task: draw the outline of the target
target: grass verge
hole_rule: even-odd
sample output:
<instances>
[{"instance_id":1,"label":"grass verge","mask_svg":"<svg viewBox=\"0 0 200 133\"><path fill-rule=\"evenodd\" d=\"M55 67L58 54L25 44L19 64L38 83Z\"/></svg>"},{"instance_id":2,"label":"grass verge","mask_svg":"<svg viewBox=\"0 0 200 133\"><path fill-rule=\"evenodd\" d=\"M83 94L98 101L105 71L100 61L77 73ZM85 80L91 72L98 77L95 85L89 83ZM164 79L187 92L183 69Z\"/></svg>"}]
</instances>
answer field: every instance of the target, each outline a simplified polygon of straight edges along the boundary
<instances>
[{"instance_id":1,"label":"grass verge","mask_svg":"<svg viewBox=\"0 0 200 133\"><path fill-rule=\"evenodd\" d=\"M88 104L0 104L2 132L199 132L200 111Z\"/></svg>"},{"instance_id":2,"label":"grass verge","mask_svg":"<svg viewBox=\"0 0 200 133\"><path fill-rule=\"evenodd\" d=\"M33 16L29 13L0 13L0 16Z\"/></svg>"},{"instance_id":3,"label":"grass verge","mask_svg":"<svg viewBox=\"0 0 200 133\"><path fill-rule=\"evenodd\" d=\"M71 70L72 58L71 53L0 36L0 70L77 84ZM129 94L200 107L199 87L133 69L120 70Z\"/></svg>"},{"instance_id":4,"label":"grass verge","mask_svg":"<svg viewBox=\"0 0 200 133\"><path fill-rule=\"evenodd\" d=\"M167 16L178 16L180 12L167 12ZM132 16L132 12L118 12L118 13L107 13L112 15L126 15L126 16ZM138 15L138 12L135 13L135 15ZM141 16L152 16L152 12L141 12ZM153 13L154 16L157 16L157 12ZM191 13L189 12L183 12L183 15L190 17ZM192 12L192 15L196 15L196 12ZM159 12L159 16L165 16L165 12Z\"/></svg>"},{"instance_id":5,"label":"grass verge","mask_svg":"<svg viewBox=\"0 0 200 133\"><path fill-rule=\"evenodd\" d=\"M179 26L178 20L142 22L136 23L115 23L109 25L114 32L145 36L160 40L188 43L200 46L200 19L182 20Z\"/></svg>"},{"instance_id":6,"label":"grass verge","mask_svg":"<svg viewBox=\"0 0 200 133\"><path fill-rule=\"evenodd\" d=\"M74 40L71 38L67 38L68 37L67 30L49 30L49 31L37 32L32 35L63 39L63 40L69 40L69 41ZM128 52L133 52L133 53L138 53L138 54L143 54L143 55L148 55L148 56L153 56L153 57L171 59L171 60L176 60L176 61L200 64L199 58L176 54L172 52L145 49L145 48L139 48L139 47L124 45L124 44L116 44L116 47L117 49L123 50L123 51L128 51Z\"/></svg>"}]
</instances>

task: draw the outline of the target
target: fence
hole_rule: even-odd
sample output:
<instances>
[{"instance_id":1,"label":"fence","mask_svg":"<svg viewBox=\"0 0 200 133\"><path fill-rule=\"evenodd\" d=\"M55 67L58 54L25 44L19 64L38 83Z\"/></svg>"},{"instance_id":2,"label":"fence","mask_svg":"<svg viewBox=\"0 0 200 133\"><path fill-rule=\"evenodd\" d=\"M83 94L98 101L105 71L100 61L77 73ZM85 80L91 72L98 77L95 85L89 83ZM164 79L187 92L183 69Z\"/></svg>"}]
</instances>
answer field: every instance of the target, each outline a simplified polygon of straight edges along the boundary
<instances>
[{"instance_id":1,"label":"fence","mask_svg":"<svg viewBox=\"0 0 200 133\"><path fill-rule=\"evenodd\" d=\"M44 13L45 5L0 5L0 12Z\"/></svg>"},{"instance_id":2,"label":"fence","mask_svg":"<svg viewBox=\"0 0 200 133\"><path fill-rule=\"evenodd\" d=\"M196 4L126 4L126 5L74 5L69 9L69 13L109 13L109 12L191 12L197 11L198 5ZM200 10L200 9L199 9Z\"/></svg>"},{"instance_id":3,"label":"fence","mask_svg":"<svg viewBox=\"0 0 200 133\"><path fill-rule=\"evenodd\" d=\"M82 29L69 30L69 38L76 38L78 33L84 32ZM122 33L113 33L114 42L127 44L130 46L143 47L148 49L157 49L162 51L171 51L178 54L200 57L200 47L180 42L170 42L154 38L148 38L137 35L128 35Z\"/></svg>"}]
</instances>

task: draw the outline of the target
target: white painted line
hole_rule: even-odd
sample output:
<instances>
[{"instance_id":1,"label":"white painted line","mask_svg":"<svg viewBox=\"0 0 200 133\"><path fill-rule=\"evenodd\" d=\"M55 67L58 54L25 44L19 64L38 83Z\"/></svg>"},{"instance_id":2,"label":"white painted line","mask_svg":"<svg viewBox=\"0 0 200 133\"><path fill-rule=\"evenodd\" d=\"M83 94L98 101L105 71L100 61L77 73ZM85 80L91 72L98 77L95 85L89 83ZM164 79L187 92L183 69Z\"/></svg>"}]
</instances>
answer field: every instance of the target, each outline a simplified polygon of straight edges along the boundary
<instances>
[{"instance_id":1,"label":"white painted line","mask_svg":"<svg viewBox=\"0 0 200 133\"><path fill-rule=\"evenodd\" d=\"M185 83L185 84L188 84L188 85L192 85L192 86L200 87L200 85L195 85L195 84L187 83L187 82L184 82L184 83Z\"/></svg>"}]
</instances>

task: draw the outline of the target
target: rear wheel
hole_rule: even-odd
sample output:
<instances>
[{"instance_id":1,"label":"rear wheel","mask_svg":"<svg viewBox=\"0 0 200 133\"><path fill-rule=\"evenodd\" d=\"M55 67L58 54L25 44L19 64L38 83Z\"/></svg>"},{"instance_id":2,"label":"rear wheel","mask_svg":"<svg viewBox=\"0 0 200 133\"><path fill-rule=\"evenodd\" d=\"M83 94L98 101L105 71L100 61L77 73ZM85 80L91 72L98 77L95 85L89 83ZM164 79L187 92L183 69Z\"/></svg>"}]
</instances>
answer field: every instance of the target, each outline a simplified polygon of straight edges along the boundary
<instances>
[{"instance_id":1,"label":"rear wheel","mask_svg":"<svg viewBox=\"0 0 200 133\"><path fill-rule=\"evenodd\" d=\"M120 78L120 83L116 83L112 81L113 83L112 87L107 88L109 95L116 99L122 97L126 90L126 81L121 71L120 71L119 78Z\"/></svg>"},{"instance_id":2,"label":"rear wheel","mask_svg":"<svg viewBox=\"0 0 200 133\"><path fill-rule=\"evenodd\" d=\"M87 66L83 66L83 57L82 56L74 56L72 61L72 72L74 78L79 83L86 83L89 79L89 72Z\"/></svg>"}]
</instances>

++++++++++

## What to produce
Count the lines in the material above that contain the string "painted", treating uppercase and lowercase as different. Reply with the number only.

## Solution to this problem
3